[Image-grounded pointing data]
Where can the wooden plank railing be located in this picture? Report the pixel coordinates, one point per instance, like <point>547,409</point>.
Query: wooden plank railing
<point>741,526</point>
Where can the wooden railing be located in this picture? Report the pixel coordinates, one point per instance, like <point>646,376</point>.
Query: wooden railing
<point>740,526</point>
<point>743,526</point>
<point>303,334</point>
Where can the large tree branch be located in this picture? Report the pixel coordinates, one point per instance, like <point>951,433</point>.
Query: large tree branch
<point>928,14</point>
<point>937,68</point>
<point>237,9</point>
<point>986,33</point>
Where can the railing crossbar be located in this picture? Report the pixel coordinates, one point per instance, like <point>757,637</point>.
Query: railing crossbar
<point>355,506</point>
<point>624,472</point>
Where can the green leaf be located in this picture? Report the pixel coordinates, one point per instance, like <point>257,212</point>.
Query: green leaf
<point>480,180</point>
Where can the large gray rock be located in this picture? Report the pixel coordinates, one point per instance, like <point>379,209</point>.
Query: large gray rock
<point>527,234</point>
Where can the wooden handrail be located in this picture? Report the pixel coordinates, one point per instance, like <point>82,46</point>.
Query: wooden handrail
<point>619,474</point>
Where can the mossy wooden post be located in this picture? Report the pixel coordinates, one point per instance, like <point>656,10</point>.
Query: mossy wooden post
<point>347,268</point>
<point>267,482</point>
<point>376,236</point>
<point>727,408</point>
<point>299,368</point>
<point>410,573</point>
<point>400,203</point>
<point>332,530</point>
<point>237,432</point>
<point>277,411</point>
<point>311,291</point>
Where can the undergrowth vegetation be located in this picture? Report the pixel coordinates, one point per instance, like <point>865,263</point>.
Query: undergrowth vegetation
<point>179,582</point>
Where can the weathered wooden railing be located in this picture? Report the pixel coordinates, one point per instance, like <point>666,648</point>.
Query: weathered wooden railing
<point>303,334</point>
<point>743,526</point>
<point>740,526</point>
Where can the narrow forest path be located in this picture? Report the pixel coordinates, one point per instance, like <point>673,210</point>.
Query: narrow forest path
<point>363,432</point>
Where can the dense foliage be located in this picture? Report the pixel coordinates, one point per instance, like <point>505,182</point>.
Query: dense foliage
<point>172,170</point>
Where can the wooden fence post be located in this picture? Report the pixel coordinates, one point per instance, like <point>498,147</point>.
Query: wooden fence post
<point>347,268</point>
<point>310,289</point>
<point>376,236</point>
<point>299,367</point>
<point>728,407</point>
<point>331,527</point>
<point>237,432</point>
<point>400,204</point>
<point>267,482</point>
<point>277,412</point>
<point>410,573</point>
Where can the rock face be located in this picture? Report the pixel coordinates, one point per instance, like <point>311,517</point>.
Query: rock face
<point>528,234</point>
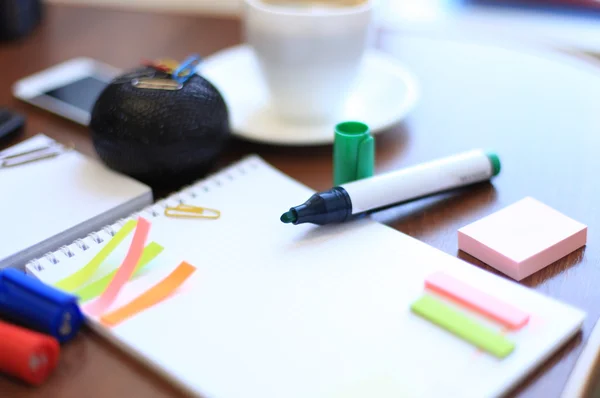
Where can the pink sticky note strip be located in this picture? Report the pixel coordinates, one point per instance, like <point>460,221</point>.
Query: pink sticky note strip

What is required ->
Filter the records above down to the lines containing "sticky".

Exercise answer ->
Where can the pink sticky note strip be located in this picture? Report the pixel coordinates, one point per instance, like <point>460,221</point>.
Query: pink sticky note strip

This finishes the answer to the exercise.